**SET EXERCISE**
Set down all of the data exactly as it appears.

Pointing records:
################

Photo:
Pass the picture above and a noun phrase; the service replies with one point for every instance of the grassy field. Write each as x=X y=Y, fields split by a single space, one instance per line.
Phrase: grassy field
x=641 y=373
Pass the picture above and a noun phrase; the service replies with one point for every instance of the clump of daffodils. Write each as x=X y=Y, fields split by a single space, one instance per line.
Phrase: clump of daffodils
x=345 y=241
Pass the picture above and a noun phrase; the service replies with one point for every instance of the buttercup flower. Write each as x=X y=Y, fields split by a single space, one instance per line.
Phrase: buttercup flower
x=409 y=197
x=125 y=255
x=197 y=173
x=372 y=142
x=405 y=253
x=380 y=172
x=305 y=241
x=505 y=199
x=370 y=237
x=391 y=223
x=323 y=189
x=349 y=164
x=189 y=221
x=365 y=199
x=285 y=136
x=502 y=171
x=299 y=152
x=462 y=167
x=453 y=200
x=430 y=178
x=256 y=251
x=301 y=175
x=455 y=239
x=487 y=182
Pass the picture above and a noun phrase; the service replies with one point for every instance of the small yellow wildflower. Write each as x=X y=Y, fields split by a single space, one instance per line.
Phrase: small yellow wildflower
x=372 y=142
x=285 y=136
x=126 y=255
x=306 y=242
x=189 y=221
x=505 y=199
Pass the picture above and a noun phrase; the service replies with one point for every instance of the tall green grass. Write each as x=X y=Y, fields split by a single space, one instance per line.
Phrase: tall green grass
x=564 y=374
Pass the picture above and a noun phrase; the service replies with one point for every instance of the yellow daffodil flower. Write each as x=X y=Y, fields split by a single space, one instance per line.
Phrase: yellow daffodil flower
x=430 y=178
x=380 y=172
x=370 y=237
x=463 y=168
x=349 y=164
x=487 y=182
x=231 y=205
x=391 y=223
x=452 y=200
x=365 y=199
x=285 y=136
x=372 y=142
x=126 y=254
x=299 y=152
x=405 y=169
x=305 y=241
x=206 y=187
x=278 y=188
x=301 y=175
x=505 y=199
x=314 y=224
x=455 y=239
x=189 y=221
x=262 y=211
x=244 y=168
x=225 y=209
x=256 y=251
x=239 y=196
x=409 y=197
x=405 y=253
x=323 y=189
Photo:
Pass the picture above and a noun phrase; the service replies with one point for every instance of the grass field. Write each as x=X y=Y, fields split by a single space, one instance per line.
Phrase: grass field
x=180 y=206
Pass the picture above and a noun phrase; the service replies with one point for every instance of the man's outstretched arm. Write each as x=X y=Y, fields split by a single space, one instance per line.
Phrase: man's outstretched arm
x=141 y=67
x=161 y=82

################

**ANSWER IN FULL**
Photo:
Pass the picture above and a noun phrase; the service replies with one point for every instance of the grassy field. Write each as x=X y=Y, fields split by a single space, one instance per line.
Phrase: grassy field
x=641 y=373
Pass the picture above and a noun phrase; the service replies with one point for every instance of the clump of daffodils. Write each as x=X y=Y, fields split by a single space, one instance per line.
Phrase: clump of daffodils
x=345 y=241
Pass the picture above and a noun phrase; the service replies with one point for every instance of the buttercup flower. Write each as x=X y=Y, fields split by a single space, one instance per line.
Phrase: buttercup flower
x=409 y=197
x=125 y=255
x=197 y=173
x=372 y=142
x=405 y=253
x=380 y=172
x=305 y=241
x=505 y=199
x=370 y=237
x=391 y=223
x=323 y=189
x=349 y=164
x=189 y=221
x=365 y=199
x=285 y=136
x=502 y=171
x=299 y=152
x=462 y=167
x=453 y=200
x=430 y=178
x=256 y=251
x=301 y=175
x=455 y=239
x=487 y=182
Pass the picture above and a noun phrase; the service replies with one point for every instance of the small yellow wildflower. Write each as x=X y=Y, fields split by a single space, one instance per line.
Phrase: small yellow wildflower
x=372 y=142
x=285 y=136
x=126 y=255
x=306 y=242
x=189 y=221
x=505 y=199
Pass the picture above and a noun phrase; the service replies with one point for every instance of the tall green grass. Write each as x=X y=Y, fields split by a single space, one instance per line.
Phrase: tall green grass
x=564 y=374
Pass the picture above and a noun phrase; the service replies with one point for every instance of the yellow daffodil flower. Write each as x=X y=Y, fields split by a single space, one instance per line.
Phrase: yellow daffodil flower
x=430 y=178
x=380 y=172
x=370 y=237
x=463 y=168
x=349 y=164
x=487 y=182
x=231 y=205
x=391 y=223
x=452 y=200
x=365 y=199
x=285 y=136
x=372 y=142
x=126 y=254
x=299 y=152
x=405 y=169
x=305 y=241
x=206 y=187
x=278 y=188
x=301 y=175
x=505 y=199
x=314 y=224
x=455 y=239
x=189 y=221
x=262 y=211
x=244 y=168
x=225 y=209
x=256 y=251
x=239 y=196
x=409 y=197
x=405 y=253
x=323 y=189
Photo:
Pass the picture above and a noun phrase; the service replies with one point for every instance of the grass field. Write each as x=X y=Y, fields split by a single space, one instance per line.
Phrase: grass field
x=180 y=206
Pass the picture above and a noun phrase; the service replies with one point for every instance of the man's outstretched arm. Write each as x=X y=Y, fields split by a single space, one instance per line.
Phrase: man's outstretched arm
x=141 y=67
x=161 y=82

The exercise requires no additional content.